__Podany tekst__.
┌──
Reklama

Niedziela Legnicka

Ksiądz biskup u więźniów

Jak co roku, w Wielki Poniedziałek, na terenie diecezji legnickiej trwały modlitwy w intencji osób skazanych i osadzonych w aresztach i więzieniach. W tym dniu, jeden z księży biskupów, odwiedza jedyny na terenie diecezji Zakład Karny w Zarębie k. Lubania. Osadzonych 25 marca odwiedził legnicki biskup pomocniczy Marek Mendyk

Niedziela legnicka 13/2013, str. 4

[ TEMATY ]

więzienie

Ks. Piotr Nowosielski

Podczas Mszy św. sakrament bierzmowania w więziennej kaplicy przyjęło pięciu osadzonych

Podczas Mszy św. sakrament bierzmowania w więziennej kaplicy przyjęło pięciu osadzonych

Bądź na bieżąco!

Zapisz się do newslettera

Podczas wizyty bp Marek Mendyk spotkał się z dyrekcją i administracją więzienia, pracownikami penitencjarnymi, strażnikami i samymi więźniami, których odwiedził na oddziale szpitalnym i oddziale zamkniętym.

Reklama

W spotkaniu z dyrektorem kpt. Andrzejem Koszelą, poruszono tematy związane z dalszą pomocą duszpasterską dla więźniów, a Ksiądz Biskup pytał także o oczekiwania służby więziennej w tym zakresie. Z kolei w osobistej rozmowie z więźniami, życzył spotkanym osobom, by nie czuli się osamotnieni, lecz wspierani pamięcią i modlitwą swoich bliskich. - Pamiętajcie, że szczęście jest zawsze w zasięgu ręki. Odizolowanie od świata, przeżywanie czasu, który tu się spędza, nie zamyka drogi do tego, by w swoim życiu być szczęśliwym, radosnym, pełnym pokoju, a nawet nie zamyka drogi do tego, żeby być świętym - mówił bp Mendyk. Osadzeni przygotowali montaż słowno-muzyczny, przez który wyrazili wdzięczność za pamięć o nich i sprawowaną opiekę duszpasterską i wręczyli pamiątkową płaskorzeźbę z wizerunkiem Dobrego Pasterza. Ksiądz Biskup udzielił też pięciu osadzonym sakramentu bierzmowania podczas sprawowanej Mszy św. w kaplicy więziennej. W homilii mówił do nich: - Kiedy tu przychodzę, chciałbym porozmawiać z każdym z was. Nie zawsze jest to możliwe. Pragnąłbym przede wszystkim usłyszeć to, co każdy z was, chciałby mi powiedzieć, o swojej historii i położeniu swojej rodziny, nagromadzonych w przeszłości rozczarowaniach i oczekiwaniach, przy pomocy których na przekór wszystkiemu, nie przestaję spoglądać w przyszłość. Nie jest też w mojej mocy, o czym doskonale wiecie, zaspokojenie wielu waszych oczekiwań. Ale jednak czuję, że mogę wam coś dać, coś, co może mieć dla was wielką wagę. Tym, co mogę wam ofiarować jako człowiek i jako chrześcijanin, jest nade wszystko mój szacunek dla was. Przypominają się słowa z Ewangelii św. Łukasza: „Duch Pana spoczął na mnie, gdyż namaścił mnie. I posłał mnie, abym głosił ubogim dobrą nowinę, bym uwięzionym przepowiadał wolność, a niewidomym możność widzenia, abym uciśnionych puszczał na wolność, ogłaszając rok łaskawości Pańskiej” (Łk 4, 18-19).
└──
__Polecenie__. Podaj bez zmian fragment tekstu o wizycie biskupa w więzieniu, od słów „Niedziela legnicka 13/2013, str.” aż po słowa „Bądź na bieżąco!”. Korzystaj wyłącznie z tekstu o wizycie biskupa w więzieniu.

__Fragmenty danych__.
┌──
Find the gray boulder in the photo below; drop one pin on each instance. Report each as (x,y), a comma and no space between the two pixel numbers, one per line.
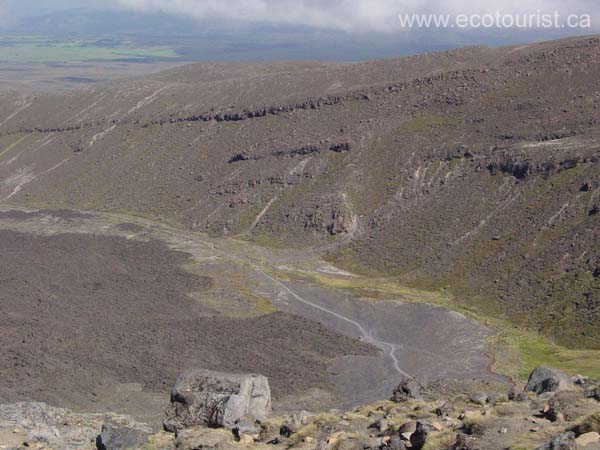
(121,438)
(215,399)
(564,441)
(547,379)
└──
__Wynik zadania__.
Niedziela legnicka 13/2013, str. 4

[ TEMATY ]

więzienie

Ks. Piotr Nowosielski

Podczas Mszy św. sakrament bierzmowania w więziennej kaplicy przyjęło pięciu osadzonych

Podczas Mszy św. sakrament bierzmowania w więziennej kaplicy przyjęło pięciu osadzonych

Bądź na bieżąco!